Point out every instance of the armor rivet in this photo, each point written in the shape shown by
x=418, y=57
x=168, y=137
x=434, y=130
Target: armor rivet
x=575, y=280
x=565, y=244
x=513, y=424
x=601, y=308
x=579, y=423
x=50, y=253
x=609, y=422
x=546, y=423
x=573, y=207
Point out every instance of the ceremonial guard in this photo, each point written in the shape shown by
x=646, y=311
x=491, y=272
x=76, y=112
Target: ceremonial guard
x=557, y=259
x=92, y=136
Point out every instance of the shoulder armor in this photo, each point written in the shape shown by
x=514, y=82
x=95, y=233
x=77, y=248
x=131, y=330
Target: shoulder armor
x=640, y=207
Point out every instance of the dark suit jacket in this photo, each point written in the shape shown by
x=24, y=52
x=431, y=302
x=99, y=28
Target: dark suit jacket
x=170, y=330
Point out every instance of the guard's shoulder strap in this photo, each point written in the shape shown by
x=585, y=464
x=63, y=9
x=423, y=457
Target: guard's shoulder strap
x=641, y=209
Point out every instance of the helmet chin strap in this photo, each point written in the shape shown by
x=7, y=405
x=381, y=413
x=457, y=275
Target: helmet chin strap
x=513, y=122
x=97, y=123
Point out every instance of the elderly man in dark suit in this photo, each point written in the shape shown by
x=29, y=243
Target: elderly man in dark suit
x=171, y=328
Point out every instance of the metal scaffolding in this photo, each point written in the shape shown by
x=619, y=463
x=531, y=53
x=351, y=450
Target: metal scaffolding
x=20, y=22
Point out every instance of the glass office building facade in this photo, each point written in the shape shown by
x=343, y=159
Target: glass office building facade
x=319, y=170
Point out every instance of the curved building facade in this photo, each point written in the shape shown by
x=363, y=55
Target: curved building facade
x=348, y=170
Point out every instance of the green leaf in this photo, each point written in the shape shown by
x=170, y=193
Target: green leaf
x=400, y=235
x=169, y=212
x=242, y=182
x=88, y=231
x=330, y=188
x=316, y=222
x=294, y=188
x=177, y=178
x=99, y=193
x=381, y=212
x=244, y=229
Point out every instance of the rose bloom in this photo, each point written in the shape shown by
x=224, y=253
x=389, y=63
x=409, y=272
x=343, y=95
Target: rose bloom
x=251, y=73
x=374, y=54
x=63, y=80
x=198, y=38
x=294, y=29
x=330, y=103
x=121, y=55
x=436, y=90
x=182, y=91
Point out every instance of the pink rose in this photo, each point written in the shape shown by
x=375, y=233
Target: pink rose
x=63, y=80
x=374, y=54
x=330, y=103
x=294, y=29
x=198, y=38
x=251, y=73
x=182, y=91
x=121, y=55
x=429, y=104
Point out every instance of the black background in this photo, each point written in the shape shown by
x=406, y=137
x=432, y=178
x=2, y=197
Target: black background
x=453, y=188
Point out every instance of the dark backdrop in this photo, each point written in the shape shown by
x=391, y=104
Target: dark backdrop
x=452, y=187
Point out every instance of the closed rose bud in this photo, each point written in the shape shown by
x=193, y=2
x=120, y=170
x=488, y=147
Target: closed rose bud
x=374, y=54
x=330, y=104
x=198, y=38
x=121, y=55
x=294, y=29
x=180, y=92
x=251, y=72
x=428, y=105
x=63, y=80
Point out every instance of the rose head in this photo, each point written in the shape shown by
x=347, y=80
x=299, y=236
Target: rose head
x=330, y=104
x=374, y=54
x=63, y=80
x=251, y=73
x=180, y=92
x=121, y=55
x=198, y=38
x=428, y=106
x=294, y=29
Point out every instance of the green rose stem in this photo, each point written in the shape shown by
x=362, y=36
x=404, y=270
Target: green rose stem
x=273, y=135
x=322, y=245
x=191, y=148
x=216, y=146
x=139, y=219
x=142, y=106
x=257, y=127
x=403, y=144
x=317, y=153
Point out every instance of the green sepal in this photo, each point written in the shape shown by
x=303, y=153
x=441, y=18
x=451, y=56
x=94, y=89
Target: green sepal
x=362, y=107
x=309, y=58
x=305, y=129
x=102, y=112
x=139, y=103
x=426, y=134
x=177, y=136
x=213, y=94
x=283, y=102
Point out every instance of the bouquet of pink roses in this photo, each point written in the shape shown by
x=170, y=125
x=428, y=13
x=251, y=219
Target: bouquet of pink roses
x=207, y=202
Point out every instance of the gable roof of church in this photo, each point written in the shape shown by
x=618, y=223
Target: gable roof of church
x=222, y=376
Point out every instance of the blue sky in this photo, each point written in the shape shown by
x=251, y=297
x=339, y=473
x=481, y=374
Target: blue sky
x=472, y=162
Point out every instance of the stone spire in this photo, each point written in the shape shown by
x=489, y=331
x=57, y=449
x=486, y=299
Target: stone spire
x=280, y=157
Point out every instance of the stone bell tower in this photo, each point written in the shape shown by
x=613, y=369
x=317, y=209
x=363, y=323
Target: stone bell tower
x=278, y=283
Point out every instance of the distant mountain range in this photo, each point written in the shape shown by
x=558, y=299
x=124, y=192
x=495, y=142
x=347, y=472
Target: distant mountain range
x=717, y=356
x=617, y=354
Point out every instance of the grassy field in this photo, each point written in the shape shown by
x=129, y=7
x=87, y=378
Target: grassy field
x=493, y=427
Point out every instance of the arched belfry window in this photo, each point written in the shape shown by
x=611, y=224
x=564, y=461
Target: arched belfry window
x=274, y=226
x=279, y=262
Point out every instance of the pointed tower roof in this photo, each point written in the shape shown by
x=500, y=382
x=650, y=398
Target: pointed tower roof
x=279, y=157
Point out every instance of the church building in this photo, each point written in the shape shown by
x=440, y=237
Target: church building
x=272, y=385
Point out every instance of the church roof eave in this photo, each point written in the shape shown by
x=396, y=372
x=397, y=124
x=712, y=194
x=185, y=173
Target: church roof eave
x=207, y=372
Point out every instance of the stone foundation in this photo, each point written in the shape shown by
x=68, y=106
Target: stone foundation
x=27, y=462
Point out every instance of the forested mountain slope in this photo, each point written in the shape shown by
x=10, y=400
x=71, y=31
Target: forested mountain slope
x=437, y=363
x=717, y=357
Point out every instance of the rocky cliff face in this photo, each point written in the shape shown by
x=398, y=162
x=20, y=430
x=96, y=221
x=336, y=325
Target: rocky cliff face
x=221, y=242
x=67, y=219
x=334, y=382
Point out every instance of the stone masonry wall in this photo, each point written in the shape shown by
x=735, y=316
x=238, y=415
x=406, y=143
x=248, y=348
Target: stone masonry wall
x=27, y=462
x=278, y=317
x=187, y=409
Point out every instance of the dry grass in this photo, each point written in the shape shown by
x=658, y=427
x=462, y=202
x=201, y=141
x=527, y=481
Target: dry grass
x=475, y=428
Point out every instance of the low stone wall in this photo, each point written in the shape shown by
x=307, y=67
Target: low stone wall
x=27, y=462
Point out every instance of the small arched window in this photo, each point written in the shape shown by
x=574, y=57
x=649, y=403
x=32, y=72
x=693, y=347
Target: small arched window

------

- Written exercise
Convert every line of the records above into a Markdown table with the columns Row and Line, numbering the rows in order and leaving out blank lines.

- Result for this task
| Row | Line |
|---|---|
| 1 | Point out every instance of the armor rivet in this photo, each point written in the shape shown by |
| 2 | x=418, y=57 |
| 3 | x=168, y=137 |
| 4 | x=434, y=130 |
| 5 | Target: armor rivet |
| 6 | x=575, y=280 |
| 7 | x=565, y=244 |
| 8 | x=513, y=424 |
| 9 | x=601, y=308 |
| 10 | x=579, y=423 |
| 11 | x=50, y=253 |
| 12 | x=609, y=422 |
| 13 | x=546, y=423 |
| 14 | x=573, y=207 |
| 15 | Point out every instance of the ceremonial guard in this photo, each point written in the shape shown by |
| 16 | x=646, y=311 |
| 17 | x=491, y=272 |
| 18 | x=76, y=112 |
| 19 | Target: ceremonial guard |
| 20 | x=557, y=259 |
| 21 | x=92, y=136 |
| 22 | Point out every instance of the shoulder armor in this photo, each point written in the shape shown by |
| 23 | x=514, y=82 |
| 24 | x=95, y=233 |
| 25 | x=77, y=248 |
| 26 | x=131, y=330 |
| 27 | Target: shoulder armor |
| 28 | x=640, y=207 |
| 29 | Point out every instance of the dark suit jacket in this photo, each point written in the shape shown by |
| 30 | x=24, y=52 |
| 31 | x=431, y=302 |
| 32 | x=99, y=28 |
| 33 | Target: dark suit jacket |
| 34 | x=170, y=330 |
| 35 | Point out every instance of the guard's shoulder strap in this photo, each point written in the shape shown by |
| 36 | x=585, y=464 |
| 37 | x=63, y=9 |
| 38 | x=423, y=457 |
| 39 | Target: guard's shoulder strap |
| 40 | x=641, y=209 |
| 41 | Point out every instance of the helmet chin strap in this photo, each point written in the shape shown by |
| 42 | x=7, y=405 |
| 43 | x=381, y=413 |
| 44 | x=457, y=275 |
| 45 | Target: helmet chin strap |
| 46 | x=513, y=122 |
| 47 | x=97, y=123 |
| 48 | Point out every instance of the elderly man in dark suit in this photo, each point written in the shape shown by |
| 49 | x=29, y=243 |
| 50 | Target: elderly man in dark suit |
| 51 | x=171, y=328 |
| 52 | Point out every instance of the metal scaffolding in this photo, each point written in the shape shown by |
| 53 | x=619, y=463 |
| 54 | x=531, y=53 |
| 55 | x=351, y=450 |
| 56 | Target: metal scaffolding |
| 57 | x=20, y=22 |
| 58 | Point out every instance of the glass office building facade in this photo, each point written in the shape shown by |
| 59 | x=343, y=159 |
| 60 | Target: glass office building facade |
| 61 | x=319, y=170 |
| 62 | Point out every instance of the curved building facade in this photo, each point written in the shape shown by |
| 63 | x=363, y=55 |
| 64 | Target: curved building facade |
| 65 | x=348, y=170 |
| 66 | Point out every instance of the green leaf in this photo, each point written in the shape shown by |
| 67 | x=170, y=193 |
| 68 | Target: green leaf |
| 69 | x=400, y=235 |
| 70 | x=169, y=212 |
| 71 | x=242, y=182 |
| 72 | x=88, y=231 |
| 73 | x=330, y=188 |
| 74 | x=316, y=222 |
| 75 | x=294, y=188 |
| 76 | x=177, y=178 |
| 77 | x=99, y=193 |
| 78 | x=381, y=212 |
| 79 | x=244, y=229 |
| 80 | Point out every instance of the rose bloom in this photo, each point written in the shape shown by |
| 81 | x=224, y=253 |
| 82 | x=389, y=63 |
| 83 | x=409, y=272 |
| 84 | x=343, y=95 |
| 85 | Target: rose bloom |
| 86 | x=251, y=73 |
| 87 | x=374, y=54 |
| 88 | x=63, y=80 |
| 89 | x=198, y=38 |
| 90 | x=294, y=29 |
| 91 | x=330, y=103 |
| 92 | x=121, y=55 |
| 93 | x=436, y=90 |
| 94 | x=182, y=91 |
| 95 | Point out every instance of the pink rose in this photo, each point written in the shape shown by |
| 96 | x=375, y=233 |
| 97 | Target: pink rose |
| 98 | x=63, y=80 |
| 99 | x=374, y=54 |
| 100 | x=330, y=103 |
| 101 | x=294, y=29 |
| 102 | x=198, y=38 |
| 103 | x=251, y=73 |
| 104 | x=182, y=91 |
| 105 | x=121, y=55 |
| 106 | x=429, y=104 |
| 107 | Point out every instance of the black background in this photo, each point written in the shape shown by |
| 108 | x=406, y=137 |
| 109 | x=432, y=178 |
| 110 | x=2, y=197 |
| 111 | Target: black background |
| 112 | x=453, y=188 |
| 113 | Point out every instance of the dark backdrop in this photo, each point written in the shape shown by |
| 114 | x=391, y=104 |
| 115 | Target: dark backdrop |
| 116 | x=452, y=187 |
| 117 | Point out every instance of the closed rose bud in this photo, each point written in the shape shown by |
| 118 | x=193, y=2 |
| 119 | x=120, y=170 |
| 120 | x=488, y=147 |
| 121 | Target: closed rose bud |
| 122 | x=374, y=54 |
| 123 | x=330, y=104 |
| 124 | x=198, y=38 |
| 125 | x=121, y=55 |
| 126 | x=294, y=29 |
| 127 | x=180, y=92 |
| 128 | x=251, y=72 |
| 129 | x=428, y=105 |
| 130 | x=63, y=80 |
| 131 | Point out every instance of the rose head in this photo, each point written in the shape shown by |
| 132 | x=347, y=80 |
| 133 | x=299, y=236 |
| 134 | Target: rose head |
| 135 | x=330, y=104 |
| 136 | x=374, y=54 |
| 137 | x=63, y=80 |
| 138 | x=251, y=73 |
| 139 | x=180, y=92 |
| 140 | x=121, y=55 |
| 141 | x=198, y=38 |
| 142 | x=428, y=106 |
| 143 | x=294, y=29 |
| 144 | Point out every instance of the green rose stem in this photo, each point written in the shape shown by |
| 145 | x=362, y=36 |
| 146 | x=404, y=270 |
| 147 | Target: green rose stem |
| 148 | x=273, y=135 |
| 149 | x=322, y=245 |
| 150 | x=191, y=148 |
| 151 | x=216, y=146 |
| 152 | x=139, y=219 |
| 153 | x=142, y=106 |
| 154 | x=257, y=127 |
| 155 | x=403, y=144 |
| 156 | x=317, y=153 |
| 157 | Point out every instance of the green sepal in this photo, each point written in the shape shown by |
| 158 | x=303, y=153 |
| 159 | x=441, y=18 |
| 160 | x=451, y=56 |
| 161 | x=94, y=89 |
| 162 | Target: green sepal |
| 163 | x=362, y=107 |
| 164 | x=309, y=58 |
| 165 | x=305, y=129 |
| 166 | x=102, y=112 |
| 167 | x=139, y=103 |
| 168 | x=426, y=134 |
| 169 | x=177, y=136 |
| 170 | x=213, y=94 |
| 171 | x=283, y=102 |
| 172 | Point out every instance of the bouquet of pink roses in this photo, each point written in the shape shown by |
| 173 | x=170, y=125 |
| 174 | x=428, y=13 |
| 175 | x=251, y=219 |
| 176 | Target: bouquet of pink roses |
| 177 | x=207, y=202 |
| 178 | Point out every instance of the gable roof of church in this photo, each point written in the shape shown by |
| 179 | x=618, y=223 |
| 180 | Target: gable roof of church |
| 181 | x=222, y=376 |
| 182 | Point out every instance of the blue sky in this photo, each point written in the shape shown by |
| 183 | x=251, y=297 |
| 184 | x=339, y=473 |
| 185 | x=481, y=374 |
| 186 | Target: blue sky |
| 187 | x=472, y=162 |
| 188 | Point out every instance of the stone spire in this photo, each point written in the shape shown by |
| 189 | x=489, y=331 |
| 190 | x=57, y=449 |
| 191 | x=486, y=299 |
| 192 | Target: stone spire |
| 193 | x=280, y=157 |
| 194 | Point out every instance of the stone bell tower in this photo, each point written in the shape shown by |
| 195 | x=613, y=369 |
| 196 | x=317, y=209 |
| 197 | x=363, y=323 |
| 198 | Target: stone bell tower |
| 199 | x=278, y=283 |
| 200 | Point out every instance of the distant mountain range in this photo, each point written in the shape shown by |
| 201 | x=558, y=299 |
| 202 | x=124, y=192 |
| 203 | x=495, y=142 |
| 204 | x=347, y=472 |
| 205 | Target: distant mountain range |
| 206 | x=717, y=356 |
| 207 | x=617, y=354 |
| 208 | Point out every instance of the grassy field in this photo, each point written in the shape shown by |
| 209 | x=129, y=7 |
| 210 | x=87, y=378 |
| 211 | Target: grassy field |
| 212 | x=493, y=427 |
| 213 | Point out every instance of the arched belfry window in this photo, each point written in the shape shown by |
| 214 | x=611, y=224 |
| 215 | x=564, y=461 |
| 216 | Target: arched belfry window |
| 217 | x=274, y=226 |
| 218 | x=279, y=262 |
| 219 | Point out every instance of the pointed tower roof in this photo, each point written in the shape shown by |
| 220 | x=500, y=382 |
| 221 | x=650, y=398 |
| 222 | Target: pointed tower roof |
| 223 | x=279, y=157 |
| 224 | Point out every instance of the church building in this photo, each point written in the shape shown by |
| 225 | x=440, y=237 |
| 226 | Target: church building |
| 227 | x=272, y=385 |
| 228 | Point out every instance of the church roof eave in this photo, each point written in the shape shown by |
| 229 | x=396, y=372 |
| 230 | x=397, y=124 |
| 231 | x=712, y=194 |
| 232 | x=185, y=173 |
| 233 | Target: church roof eave |
| 234 | x=207, y=372 |
| 235 | Point out every instance of the stone foundation in this photo, each point written in the shape shown by |
| 236 | x=68, y=106 |
| 237 | Target: stone foundation |
| 238 | x=27, y=462 |
| 239 | Point out every instance of the forested mountain slope in this photo, each point written in the shape shown by |
| 240 | x=10, y=400 |
| 241 | x=71, y=31 |
| 242 | Target: forested mountain slope |
| 243 | x=437, y=363 |
| 244 | x=717, y=357 |
| 245 | Point out every instance of the rocky cliff face in this photo, each point written in the shape shown by |
| 246 | x=398, y=162 |
| 247 | x=20, y=430 |
| 248 | x=96, y=221 |
| 249 | x=336, y=325 |
| 250 | Target: rocky cliff face |
| 251 | x=221, y=242 |
| 252 | x=67, y=219 |
| 253 | x=334, y=382 |
| 254 | Point out every instance of the stone masonry wall in this photo, each point written in the shape shown by |
| 255 | x=735, y=316 |
| 256 | x=238, y=415 |
| 257 | x=406, y=143 |
| 258 | x=248, y=348 |
| 259 | Target: stone masonry wall |
| 260 | x=27, y=462 |
| 261 | x=278, y=317 |
| 262 | x=187, y=409 |
| 263 | Point out every instance of the dry grass in this photo, each point written in the shape shown by |
| 264 | x=658, y=427 |
| 265 | x=462, y=202 |
| 266 | x=201, y=141 |
| 267 | x=527, y=481 |
| 268 | Target: dry grass |
| 269 | x=475, y=428 |
| 270 | Point out every instance of the low stone wall in this photo, each point written in the shape shown by |
| 271 | x=307, y=67 |
| 272 | Target: low stone wall |
| 273 | x=27, y=462 |
| 274 | Point out every instance of the small arched window in this photo, each point written in the shape shown by |
| 275 | x=574, y=57 |
| 276 | x=649, y=403 |
| 277 | x=32, y=72 |
| 278 | x=693, y=347 |
| 279 | Target: small arched window |